══ Exercise material ══
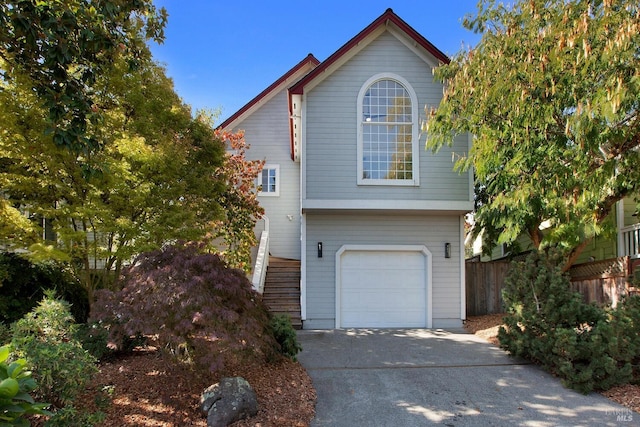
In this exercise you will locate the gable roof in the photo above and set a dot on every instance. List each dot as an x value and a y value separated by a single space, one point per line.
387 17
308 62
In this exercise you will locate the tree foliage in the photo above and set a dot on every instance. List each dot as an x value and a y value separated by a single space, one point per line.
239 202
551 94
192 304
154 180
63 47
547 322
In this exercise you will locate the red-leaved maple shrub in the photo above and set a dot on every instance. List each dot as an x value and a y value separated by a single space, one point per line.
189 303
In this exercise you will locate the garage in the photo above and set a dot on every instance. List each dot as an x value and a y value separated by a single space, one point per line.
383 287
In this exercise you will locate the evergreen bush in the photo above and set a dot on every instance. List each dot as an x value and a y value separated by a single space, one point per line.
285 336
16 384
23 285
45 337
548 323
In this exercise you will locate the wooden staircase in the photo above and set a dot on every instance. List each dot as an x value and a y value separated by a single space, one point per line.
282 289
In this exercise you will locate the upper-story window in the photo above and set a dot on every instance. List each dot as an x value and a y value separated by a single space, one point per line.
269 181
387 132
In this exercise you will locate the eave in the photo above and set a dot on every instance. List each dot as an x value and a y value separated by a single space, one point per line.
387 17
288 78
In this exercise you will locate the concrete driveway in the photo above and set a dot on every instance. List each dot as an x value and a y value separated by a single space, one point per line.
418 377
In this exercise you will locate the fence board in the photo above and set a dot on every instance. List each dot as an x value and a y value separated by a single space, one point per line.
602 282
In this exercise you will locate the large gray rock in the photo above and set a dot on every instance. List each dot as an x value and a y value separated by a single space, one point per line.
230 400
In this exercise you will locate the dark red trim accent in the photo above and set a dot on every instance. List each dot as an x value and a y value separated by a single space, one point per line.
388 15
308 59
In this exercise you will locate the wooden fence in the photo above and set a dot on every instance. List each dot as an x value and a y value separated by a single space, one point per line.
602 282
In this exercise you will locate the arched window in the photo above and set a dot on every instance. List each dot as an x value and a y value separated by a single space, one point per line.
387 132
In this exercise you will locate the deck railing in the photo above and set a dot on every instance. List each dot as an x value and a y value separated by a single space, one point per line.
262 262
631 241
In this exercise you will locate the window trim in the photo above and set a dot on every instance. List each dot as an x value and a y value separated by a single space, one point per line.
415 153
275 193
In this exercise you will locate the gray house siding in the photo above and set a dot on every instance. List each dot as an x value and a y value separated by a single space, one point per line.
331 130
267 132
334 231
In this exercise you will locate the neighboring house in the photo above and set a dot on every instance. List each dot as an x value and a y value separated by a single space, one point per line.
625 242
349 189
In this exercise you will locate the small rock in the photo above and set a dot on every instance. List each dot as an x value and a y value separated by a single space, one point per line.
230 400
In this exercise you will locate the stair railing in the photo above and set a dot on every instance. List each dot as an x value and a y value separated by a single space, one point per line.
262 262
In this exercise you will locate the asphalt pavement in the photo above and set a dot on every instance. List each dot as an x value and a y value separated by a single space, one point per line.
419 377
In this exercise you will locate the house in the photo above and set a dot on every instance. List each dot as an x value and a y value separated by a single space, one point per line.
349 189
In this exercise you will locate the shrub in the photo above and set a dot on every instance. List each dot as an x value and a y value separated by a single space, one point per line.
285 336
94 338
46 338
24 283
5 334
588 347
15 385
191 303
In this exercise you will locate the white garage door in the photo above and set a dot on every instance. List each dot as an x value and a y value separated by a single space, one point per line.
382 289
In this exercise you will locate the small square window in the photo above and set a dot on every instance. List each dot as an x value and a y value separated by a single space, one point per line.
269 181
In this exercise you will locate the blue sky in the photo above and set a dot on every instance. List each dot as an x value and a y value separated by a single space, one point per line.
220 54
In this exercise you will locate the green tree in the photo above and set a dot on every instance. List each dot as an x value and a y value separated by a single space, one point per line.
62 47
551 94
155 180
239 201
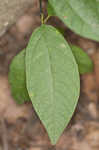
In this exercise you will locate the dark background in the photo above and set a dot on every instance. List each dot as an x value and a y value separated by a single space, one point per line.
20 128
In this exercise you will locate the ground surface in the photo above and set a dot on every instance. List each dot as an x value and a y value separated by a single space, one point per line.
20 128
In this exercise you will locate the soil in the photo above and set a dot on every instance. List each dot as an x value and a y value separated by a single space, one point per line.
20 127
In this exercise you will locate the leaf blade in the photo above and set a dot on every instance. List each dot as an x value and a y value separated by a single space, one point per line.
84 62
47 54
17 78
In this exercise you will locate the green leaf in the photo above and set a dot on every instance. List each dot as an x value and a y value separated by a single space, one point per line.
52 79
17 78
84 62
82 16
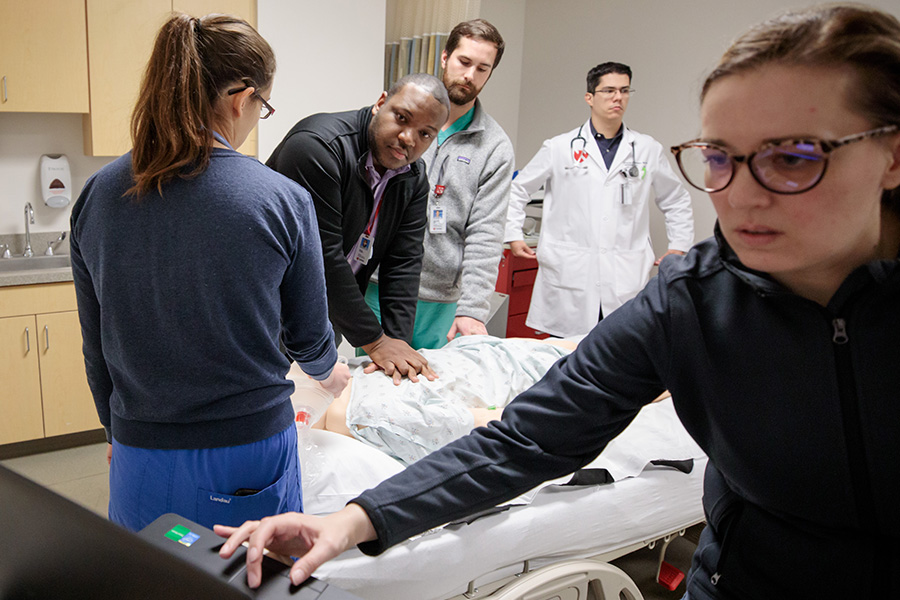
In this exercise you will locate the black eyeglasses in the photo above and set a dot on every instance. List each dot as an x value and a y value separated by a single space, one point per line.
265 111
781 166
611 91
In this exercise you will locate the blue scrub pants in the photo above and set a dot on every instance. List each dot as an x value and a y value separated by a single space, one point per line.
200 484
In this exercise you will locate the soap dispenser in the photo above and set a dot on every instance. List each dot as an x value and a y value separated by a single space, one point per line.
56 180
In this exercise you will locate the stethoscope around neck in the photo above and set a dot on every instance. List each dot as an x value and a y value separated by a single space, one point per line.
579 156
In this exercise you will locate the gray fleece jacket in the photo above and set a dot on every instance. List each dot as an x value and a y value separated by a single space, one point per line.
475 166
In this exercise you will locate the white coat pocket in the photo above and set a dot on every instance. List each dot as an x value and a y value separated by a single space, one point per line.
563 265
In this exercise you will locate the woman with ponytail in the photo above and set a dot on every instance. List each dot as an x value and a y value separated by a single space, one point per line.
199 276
═══
Transcribe the records above verbatim. Do not carry over any picture.

In this exercise you will locate the gable roof in the photo above and set a dot on every instance. List each dot as an x value and a y value separated by a single space, one point per line.
387 17
308 62
In this exercise you will locate the tree foliage in the photo above and set a dot on every instance. List each dot as an x value and a y value separated by a single space, one point per line.
239 202
551 94
192 304
154 180
63 47
547 322
In this exercise you will locate the red-leaved maple shrub in the photo above and set a dot on every instance. List each dot as an x value and a y value separated by a single space, one point per line.
189 303
In this exercise you will locate the garage in the photo above and set a dot on every instance. List each dot as an x value and a y value separated by a single space, one point per line.
383 287
In this exercise you will locate the evergreen bush in the photo above and set a dot on every instance. List each dot as an x value and a y value separated by a single space, one point per line.
285 336
16 384
23 285
45 337
548 323
In this exercise you will locate the wooden staircase in the photo above and set a dot on every instance. List each dot as an x value and a y value separated by a single space, one point per line.
282 289
In this exercise you will locate the upper-story window in the photo above and set a dot on every instance. List each dot as an x value and a y value separated by a single space, one point per line.
269 181
387 132
In this exercise you will locate the eave in the photo above and set a dot on every instance. List each dot as an x value and a y value separated by a single space, one point per line.
387 17
288 78
In this exercise you will locate the concrete driveway in the photo above and set a dot on every instance. List each dot as an x value and a y value separated by a single space, one point per line.
418 377
In this exercise you will locate the fence board in the photo above and set a dot on every instance. List each dot as an x value and a y value separated by a single space, one point per line.
602 282
In this exercise you will locate the large gray rock in the photo above and set a dot on every instance. List each dot as an x value and a y value separated by a single space, one point per line.
230 400
In this exercise you will locate the dark red trim accent in the photo above and set a dot on every instance. List each dot as an x value and a y value separated by a single space, one point per line.
388 15
308 59
In this exercise you will locate the wooden fence in the photo above and set a dot on every instance. List each dot as an x value and a y value separated by a single space, one point per line.
602 282
In this exercise you will locate the arched window in the photo above and set a dot on every instance. List each dot as an x value and a y value separated by a single space, one point per line.
387 132
In this exercise you will locate the deck railing in the photo above and set a dot on every instance. List each dot as an x value and a y value separated by a single space, one point per line.
262 262
631 241
In this exercise you will locate the window trim in the photo above and set a dot on every instance. List each dot as an x value and a y value separated by a single space, one point per line.
415 153
275 193
In this exercise you will locate the gray house siding in the photo above and set a dot on every instance. List each dot as an x value and a y value separated by a single space, one point per line.
331 130
267 132
334 231
In this exercise you will locate the neighboring house in the photo above and set a dot on every instance. List each dot as an x value and a y value separated by a single space, one point per line.
625 242
349 189
In this exercise you will locate the small rock in the photo above and set a dot on every instance. List each dot as an x value and a y value separated by a single space, one point per line.
230 400
In this exercise you will locate the stair railing in the photo above and set a dot on every instance. List each dot as an x value and a y value separated by a single space, one point per line.
262 262
In this exercise you will locate the asphalt pavement in the photo above and set a dot on every instance. List each dot as an x value and a y value separated by a single space, one point per line.
419 377
In this exercise you will locate the house in the photo above and set a dot on every instance. List each dot as an x value and a y value separated by a single space, one point per line.
349 189
In this exercise you will locate the shrub in the photo above and set a dot on every instance. List each dot as an x value and a y value separated by a single space, one point per line.
285 336
94 338
46 338
24 283
5 334
588 347
15 385
191 303
In this exercise you will locate the white garage door in the photo above and set a dot on every instance. List each dot as an x value and a y value separated by a single space, one point per line.
382 289
In this exercise you will locate the small square window in the photo above and set a dot on every instance. List each dot as an x value and a y value separated by a single space, one point per line.
269 181
In this exercise you will locate the blue sky in the photo above and set a dot on every instance. List each dot as an x value and a y value separated by a single space, one point per line.
220 54
In this exercise you will locate the green tree in the photo above and set a dot on every instance. List each dot as an x value and a y value separated by a single space, one point per line.
62 47
551 94
155 180
239 201
In this exercise you will locate the dark background in the photo above and set a dot on every instance. List each dot as an x value and a y value separated by a single space, one point per line.
20 128
In this exercise you will locate the ground surface in the photo above and set a dot on every instance. List each dot as an x value and a y value separated by a single space, one point per line.
20 128
In this exercise you will locate the soil in the photo above and set a dot on every instance. List each dot as an x value and a y value separated by a single space, one point per line.
20 127
In this exercise you will locate the leaf blade in the photo above and set a dot on every instance. List each dot as an x value and a y value separated by a single space, one point per line.
84 62
47 54
17 78
In this exercise you will locate the green leaf in the photo above and set a dot on every instance. List each dot as an x value and a y value separated by a single space, one point per line.
52 79
17 78
84 62
82 16
In this exercise you will locate the black eyeglasses in the photo above and set a dot on every instance. List each dot as an x value and a y value separated by a single space, one point per line.
265 111
781 166
611 91
In this exercise you will locate the blue scrub pants in the photo above and set a dot on every instance. List each dot as an x value and a y value separated by a single space, one point per line.
200 484
In this exercise you will locate the soap dispenser in the photo above and set a dot on every instance. List each dot as an x value and a y value separated by a single space, one point per line.
56 180
In this exercise you will locate the stethoscope around neck in the photo above and set a dot on every instance. List each dot as an x value and a y value separated by a single space, one point per line.
579 156
In this exercise you will locate the gray fleece jacket in the photo above and set a dot on every instance. List each dot as an x value and a y value separated by a single space, one point per line.
475 166
In this exercise you will locate the white coat pocket in the photo above and set a dot on every instance. List each dot as an x value and a y value separated by a single space, one point per line.
563 265
In this exercise you will locate the woman with ponytail in the photo above and set a dot on every instance. List each dot as an x value and a y value separated by a single space, one point per line.
199 276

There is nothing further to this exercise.